■ THE TASK: Rewrite the material below, swapping each "keypoint" for "marker" and leaving everything else untouched.

* BEGIN THE INPUT *

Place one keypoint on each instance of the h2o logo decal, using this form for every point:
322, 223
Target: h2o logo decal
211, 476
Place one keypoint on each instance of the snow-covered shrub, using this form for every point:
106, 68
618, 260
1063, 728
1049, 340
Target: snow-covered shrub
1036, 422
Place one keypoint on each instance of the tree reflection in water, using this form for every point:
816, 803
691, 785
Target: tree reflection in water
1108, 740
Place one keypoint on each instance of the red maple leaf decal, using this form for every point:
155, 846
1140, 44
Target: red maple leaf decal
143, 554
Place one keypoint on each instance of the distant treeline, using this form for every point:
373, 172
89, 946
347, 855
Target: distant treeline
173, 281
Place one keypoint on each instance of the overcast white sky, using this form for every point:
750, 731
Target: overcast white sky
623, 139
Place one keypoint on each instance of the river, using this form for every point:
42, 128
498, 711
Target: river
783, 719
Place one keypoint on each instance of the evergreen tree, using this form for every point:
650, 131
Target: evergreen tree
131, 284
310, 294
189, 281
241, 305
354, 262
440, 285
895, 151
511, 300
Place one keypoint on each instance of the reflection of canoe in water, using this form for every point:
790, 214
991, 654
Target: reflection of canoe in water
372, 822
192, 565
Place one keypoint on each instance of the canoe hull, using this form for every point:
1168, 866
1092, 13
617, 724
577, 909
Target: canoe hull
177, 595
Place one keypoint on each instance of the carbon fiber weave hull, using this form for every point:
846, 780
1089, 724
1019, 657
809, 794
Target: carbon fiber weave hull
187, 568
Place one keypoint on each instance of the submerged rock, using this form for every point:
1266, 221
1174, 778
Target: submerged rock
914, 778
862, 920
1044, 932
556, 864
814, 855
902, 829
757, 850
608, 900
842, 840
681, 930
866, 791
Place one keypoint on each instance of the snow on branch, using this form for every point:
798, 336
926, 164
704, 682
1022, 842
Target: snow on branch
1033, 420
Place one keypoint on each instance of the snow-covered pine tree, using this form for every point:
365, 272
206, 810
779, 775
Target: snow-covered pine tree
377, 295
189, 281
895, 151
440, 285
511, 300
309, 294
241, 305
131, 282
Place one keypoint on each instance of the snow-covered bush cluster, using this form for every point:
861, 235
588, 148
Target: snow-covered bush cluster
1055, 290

* END THE INPUT *

■ PROBLEM SOLUTION:
Place one marker on each instance of the h2o logo decal, using this form for every point:
322, 223
Target: h2o logo decal
211, 476
Place one marker on each instance of the snow-covered shrub, using this form for every point:
106, 68
618, 260
1063, 728
1049, 340
Target: snow-covered shrub
1036, 422
Place one marker on each instance of the tree reflection in water, using this form for every point:
816, 803
691, 785
Target: tree reflection in water
1108, 740
Place one marker on each instance of the red maple leaf decal, using this form for every point:
155, 846
1140, 44
Target: red maple leaf decal
143, 554
Place one marker on each instance of the distant treeline, using this form for every point:
373, 172
89, 946
347, 855
Target: distant treeline
173, 281
Place one marker on each instance of the overcast white sky, using this form for every point:
750, 731
Target: overcast white sky
623, 139
Place one marker on each instance of the river, using this form for every point:
42, 128
498, 711
Target: river
783, 719
Place one marker on each instance of the evergreen tree, using this form for every point:
650, 131
Target: evergreen tree
131, 284
310, 294
189, 281
241, 305
354, 262
440, 285
895, 151
511, 300
Place one marker on each instance of the reflection of canoe in water, using this form for every point:
790, 214
991, 654
Target: reflection of canoe in water
372, 822
192, 565
Place one marker on each instance of the canoe hull, using this form for every point:
1168, 866
1092, 13
617, 724
577, 909
Target: canoe hull
177, 595
Place one marker on each instance of the carbon fiber weave hull, using this form for every point:
846, 780
1089, 724
1019, 657
809, 794
Target: carbon fiber weave hull
187, 568
Place one marker on each instance of the submerged rock, using this form for every point:
1266, 221
1174, 778
Target: submerged rock
914, 778
862, 920
1044, 932
556, 864
814, 855
902, 829
757, 850
608, 900
842, 840
681, 930
866, 791
Place one marker on each instance of the snow on branch, using this form for every point:
798, 336
926, 164
704, 682
1022, 842
Target: snow on branch
1033, 420
Place one marker on each instance of the snow-covered pine tree, using this form for every point:
365, 272
206, 810
779, 775
Target: snow-covered pine tree
377, 295
189, 281
895, 151
440, 285
511, 300
309, 294
241, 305
131, 282
Place one marker on each instance of the snow-covered bush cluster, using this form for every point:
861, 235
588, 148
Target: snow-covered bush cluster
1055, 290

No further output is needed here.